--- DATA IN THIS EXERCISE ---

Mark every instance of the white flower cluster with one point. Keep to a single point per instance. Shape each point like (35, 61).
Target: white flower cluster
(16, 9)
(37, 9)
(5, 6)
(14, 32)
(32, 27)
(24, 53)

---

Copy every line of the records above with no changes.

§ **OUTPUT OF THE TASK**:
Mark every instance of the white flower cluster with one point. Keep to a single point per instance. Shape each point like (35, 61).
Target: white flower cluster
(16, 9)
(37, 9)
(5, 6)
(14, 32)
(32, 27)
(24, 53)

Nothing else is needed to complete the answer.